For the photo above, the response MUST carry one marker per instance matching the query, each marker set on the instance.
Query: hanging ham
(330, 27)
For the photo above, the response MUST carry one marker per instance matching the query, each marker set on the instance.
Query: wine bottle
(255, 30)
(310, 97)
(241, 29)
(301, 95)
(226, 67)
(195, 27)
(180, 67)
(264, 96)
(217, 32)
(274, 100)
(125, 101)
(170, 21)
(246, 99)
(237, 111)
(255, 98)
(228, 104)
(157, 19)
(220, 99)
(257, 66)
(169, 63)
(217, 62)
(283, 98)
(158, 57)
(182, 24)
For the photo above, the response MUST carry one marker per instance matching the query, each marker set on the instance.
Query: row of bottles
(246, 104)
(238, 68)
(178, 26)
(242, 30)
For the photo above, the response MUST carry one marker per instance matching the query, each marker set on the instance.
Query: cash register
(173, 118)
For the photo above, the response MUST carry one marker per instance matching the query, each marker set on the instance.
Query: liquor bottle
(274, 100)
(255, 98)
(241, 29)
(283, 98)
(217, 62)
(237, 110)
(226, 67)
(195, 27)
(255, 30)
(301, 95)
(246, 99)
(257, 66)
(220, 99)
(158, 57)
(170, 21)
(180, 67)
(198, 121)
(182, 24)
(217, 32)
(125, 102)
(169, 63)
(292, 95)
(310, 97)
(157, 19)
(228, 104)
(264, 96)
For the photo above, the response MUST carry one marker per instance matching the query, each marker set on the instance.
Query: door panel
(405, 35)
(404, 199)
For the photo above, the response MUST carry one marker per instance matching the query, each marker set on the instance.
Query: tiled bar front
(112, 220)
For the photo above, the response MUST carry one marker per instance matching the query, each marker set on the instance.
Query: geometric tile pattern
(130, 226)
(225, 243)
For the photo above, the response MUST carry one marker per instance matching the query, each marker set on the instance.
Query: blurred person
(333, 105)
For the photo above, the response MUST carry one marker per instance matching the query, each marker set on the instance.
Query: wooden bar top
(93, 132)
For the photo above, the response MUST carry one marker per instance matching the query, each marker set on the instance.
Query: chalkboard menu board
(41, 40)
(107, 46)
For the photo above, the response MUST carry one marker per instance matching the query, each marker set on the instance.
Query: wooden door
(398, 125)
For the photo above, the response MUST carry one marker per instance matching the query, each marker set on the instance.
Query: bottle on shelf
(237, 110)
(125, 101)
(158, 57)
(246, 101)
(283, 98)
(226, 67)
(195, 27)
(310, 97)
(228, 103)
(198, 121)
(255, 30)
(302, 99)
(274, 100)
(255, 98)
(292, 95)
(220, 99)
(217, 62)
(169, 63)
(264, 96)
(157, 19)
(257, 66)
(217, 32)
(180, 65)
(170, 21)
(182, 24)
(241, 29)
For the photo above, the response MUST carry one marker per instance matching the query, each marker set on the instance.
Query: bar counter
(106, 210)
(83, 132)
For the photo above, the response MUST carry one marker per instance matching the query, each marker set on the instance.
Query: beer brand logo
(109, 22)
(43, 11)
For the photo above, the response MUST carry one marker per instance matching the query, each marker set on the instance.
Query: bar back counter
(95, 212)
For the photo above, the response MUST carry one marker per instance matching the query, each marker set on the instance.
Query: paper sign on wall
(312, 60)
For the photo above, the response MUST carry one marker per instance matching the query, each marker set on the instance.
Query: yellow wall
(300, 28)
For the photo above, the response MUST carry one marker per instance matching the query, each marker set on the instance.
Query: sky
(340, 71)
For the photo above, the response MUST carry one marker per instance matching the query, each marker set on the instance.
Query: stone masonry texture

========================

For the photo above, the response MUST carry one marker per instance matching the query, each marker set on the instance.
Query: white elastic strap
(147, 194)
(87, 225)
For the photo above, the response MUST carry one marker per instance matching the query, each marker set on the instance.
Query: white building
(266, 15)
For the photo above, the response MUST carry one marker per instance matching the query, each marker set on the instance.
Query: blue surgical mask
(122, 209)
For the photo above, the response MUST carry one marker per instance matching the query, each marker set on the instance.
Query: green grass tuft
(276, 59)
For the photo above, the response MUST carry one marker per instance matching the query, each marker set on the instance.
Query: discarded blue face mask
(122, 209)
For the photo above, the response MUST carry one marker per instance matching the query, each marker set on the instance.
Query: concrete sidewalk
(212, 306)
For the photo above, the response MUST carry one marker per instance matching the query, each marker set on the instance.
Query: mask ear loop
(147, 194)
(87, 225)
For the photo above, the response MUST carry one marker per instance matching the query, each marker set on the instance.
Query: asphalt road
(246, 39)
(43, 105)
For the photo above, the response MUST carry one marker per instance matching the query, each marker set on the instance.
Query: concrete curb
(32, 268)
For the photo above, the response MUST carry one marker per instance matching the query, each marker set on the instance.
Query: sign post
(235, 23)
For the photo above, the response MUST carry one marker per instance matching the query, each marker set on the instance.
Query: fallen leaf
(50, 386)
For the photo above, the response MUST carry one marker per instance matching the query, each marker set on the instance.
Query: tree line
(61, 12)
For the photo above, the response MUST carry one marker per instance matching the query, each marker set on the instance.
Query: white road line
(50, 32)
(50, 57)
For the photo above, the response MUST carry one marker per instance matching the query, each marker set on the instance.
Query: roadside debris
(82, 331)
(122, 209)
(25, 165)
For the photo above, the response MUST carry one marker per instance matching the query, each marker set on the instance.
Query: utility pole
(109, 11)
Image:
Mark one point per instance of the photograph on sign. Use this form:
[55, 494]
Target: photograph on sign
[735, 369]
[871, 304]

========================

TASK INSTRUCTIONS: Pick out every line in the material above that contains the word "wall", treating uppercase and lowercase letters as different.

RESULT OF THIS TASK:
Query: paper sign on wall
Query: yellow wall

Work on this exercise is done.